» **Recorded information**:
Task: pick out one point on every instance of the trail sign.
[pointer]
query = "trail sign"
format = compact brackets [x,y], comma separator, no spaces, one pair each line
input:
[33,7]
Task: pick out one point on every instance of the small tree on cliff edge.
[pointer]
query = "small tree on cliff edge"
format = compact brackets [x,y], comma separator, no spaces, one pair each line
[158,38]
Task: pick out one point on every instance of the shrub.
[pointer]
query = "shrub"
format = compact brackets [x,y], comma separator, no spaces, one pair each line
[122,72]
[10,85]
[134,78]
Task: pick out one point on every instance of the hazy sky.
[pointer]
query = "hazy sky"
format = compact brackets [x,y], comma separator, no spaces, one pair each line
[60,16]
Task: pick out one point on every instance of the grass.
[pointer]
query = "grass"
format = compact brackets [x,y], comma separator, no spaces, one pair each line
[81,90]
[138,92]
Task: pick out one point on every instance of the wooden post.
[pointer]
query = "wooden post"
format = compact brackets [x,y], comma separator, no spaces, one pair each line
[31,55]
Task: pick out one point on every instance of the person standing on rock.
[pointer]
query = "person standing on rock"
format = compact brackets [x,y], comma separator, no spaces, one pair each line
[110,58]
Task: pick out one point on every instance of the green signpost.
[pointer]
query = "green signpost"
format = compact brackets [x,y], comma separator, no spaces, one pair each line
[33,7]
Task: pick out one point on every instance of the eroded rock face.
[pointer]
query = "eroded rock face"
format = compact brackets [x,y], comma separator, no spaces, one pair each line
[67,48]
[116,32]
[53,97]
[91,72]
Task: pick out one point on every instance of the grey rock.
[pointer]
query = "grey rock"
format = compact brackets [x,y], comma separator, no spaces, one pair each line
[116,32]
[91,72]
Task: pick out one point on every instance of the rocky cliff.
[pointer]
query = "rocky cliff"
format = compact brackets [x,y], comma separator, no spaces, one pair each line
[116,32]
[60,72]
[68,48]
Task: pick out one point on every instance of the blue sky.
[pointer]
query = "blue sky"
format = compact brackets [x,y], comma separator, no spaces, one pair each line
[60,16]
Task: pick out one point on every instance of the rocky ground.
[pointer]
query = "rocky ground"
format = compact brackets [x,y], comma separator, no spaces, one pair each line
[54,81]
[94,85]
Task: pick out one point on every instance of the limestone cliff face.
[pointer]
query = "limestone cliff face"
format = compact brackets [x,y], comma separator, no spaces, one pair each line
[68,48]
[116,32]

» **Your task**: Write the data out once more. Keep every word the same.

» **Answer to this task**:
Task: pick out one point on every instance of the trail sign.
[pointer]
query = "trail sign"
format = compact brackets [x,y], comma separator, no spaces, one pair each line
input:
[33,7]
Task: pick out one point on every instance of the small tree on cliff edge.
[pointer]
query = "small tree on cliff edge"
format = compact brackets [x,y], comma separator, no spaces, one pair each line
[158,38]
Task: pick out one point on every instance of the shrub.
[pointer]
query = "shrub"
format = compact brackets [x,y], comma separator, no spaces, one pair each line
[122,72]
[10,85]
[134,78]
Task: pick out one point on every instance of the hazy sky.
[pointer]
query = "hazy sky"
format = compact brackets [x,y], comma separator, no spaces, one pair each line
[60,16]
Task: pick out one point on every instance of the grass.
[pointer]
query = "grass"
format = compact brackets [x,y], comma separator, no spaces, one pair each line
[81,90]
[138,92]
Task: pick out one point on every instance of the wooden post.
[pointer]
query = "wooden post"
format = compact brackets [x,y], comma separator, no spaces, one pair each line
[31,55]
Task: pick out one point on every instance of the person standing on rock.
[pointer]
query = "person standing on rock"
format = compact brackets [x,y], comma separator, no spaces, one pair each line
[110,58]
Task: pick out one point on every instance of the green signpost.
[pointer]
query = "green signpost"
format = compact brackets [x,y], comma separator, no spaces, one pair each line
[33,7]
Task: pick out one point on every instance of the eroded rock face.
[pointer]
query = "eroded rock face"
format = compact brackets [x,y], comma separator, no spaces, one pair each line
[67,48]
[116,32]
[53,97]
[91,72]
Task: pick out one point on every instance of the grey rock.
[pointer]
query = "grey rock"
format = compact brackets [x,y], comma separator, no spaces, one pair each line
[116,32]
[91,72]
Task: pick out one point on every instance of the rocky cliff.
[pointer]
query = "rocky cliff"
format = compact brackets [x,y], comma separator, no spaces, one pair each line
[116,32]
[60,72]
[68,48]
Task: pick out one point on every instance of the blue sky.
[pointer]
query = "blue sky"
format = compact brackets [x,y], comma separator, no spaces, one pair each line
[60,16]
Task: pick out one point on every instance of the rocky ground.
[pointer]
query = "rocky ground"
format = compact brackets [x,y], comma separator, no spaces, one pair each line
[54,81]
[94,85]
Task: pick out one point on every instance of the limestone cliff face.
[pointer]
query = "limestone cliff face"
format = compact brackets [x,y], comma separator, no spaces, one pair each line
[68,48]
[116,32]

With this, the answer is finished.